**To do**: Edit the records below by changing every "points" to "coordinates" and leaving everything else as it is.

**Task inputs**:
▼

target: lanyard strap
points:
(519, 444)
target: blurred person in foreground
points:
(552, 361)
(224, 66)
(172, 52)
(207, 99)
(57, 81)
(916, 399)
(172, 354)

▲

**Problem solution**:
target: lanyard strap
coordinates:
(519, 444)
target: blurred person in foreground
coordinates:
(552, 361)
(224, 66)
(172, 52)
(207, 99)
(57, 81)
(916, 399)
(172, 354)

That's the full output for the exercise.